• [What the exercise asks]: Take from the records below each line that holds "badge".

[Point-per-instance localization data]

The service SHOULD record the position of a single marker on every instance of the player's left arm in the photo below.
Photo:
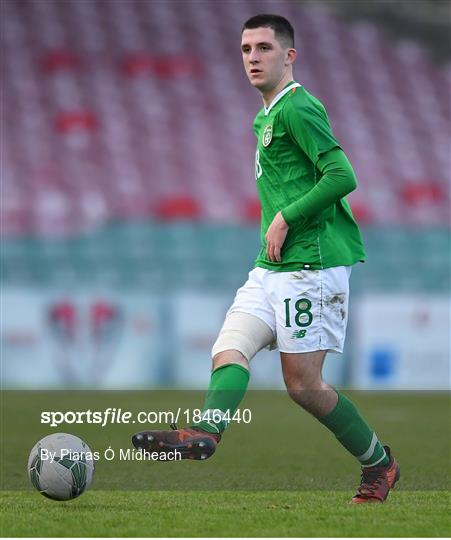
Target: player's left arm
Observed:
(337, 180)
(307, 124)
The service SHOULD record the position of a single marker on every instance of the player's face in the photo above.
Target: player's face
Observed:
(265, 60)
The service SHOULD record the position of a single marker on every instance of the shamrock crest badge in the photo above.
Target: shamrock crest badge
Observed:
(267, 135)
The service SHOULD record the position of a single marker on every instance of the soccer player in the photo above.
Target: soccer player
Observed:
(296, 297)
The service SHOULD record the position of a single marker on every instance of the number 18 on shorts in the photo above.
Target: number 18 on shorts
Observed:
(306, 310)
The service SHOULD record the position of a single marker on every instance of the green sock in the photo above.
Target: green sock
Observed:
(228, 385)
(354, 433)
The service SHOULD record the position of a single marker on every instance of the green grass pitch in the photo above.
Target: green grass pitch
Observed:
(281, 475)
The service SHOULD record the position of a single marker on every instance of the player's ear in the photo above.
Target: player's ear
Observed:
(290, 56)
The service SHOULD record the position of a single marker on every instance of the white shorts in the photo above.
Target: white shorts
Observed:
(306, 310)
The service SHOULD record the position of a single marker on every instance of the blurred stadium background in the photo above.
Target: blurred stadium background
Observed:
(128, 207)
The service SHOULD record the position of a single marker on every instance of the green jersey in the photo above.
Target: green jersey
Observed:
(292, 135)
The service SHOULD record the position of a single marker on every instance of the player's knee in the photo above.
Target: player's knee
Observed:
(301, 389)
(242, 333)
(230, 356)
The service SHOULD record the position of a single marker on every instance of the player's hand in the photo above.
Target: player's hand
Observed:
(275, 237)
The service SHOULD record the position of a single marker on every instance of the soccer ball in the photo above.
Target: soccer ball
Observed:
(61, 466)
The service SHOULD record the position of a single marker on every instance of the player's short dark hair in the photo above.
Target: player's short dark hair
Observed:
(283, 30)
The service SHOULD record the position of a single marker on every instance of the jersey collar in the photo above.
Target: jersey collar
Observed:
(280, 96)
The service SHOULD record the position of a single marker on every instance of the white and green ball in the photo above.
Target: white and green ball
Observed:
(68, 473)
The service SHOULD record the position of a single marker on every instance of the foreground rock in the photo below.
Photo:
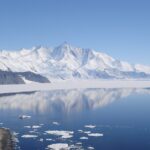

• [Exercise answer]:
The service SHOULD record the position of a single marker on every instance of the shamrock crest badge in the photo above.
Target: shamrock crest badge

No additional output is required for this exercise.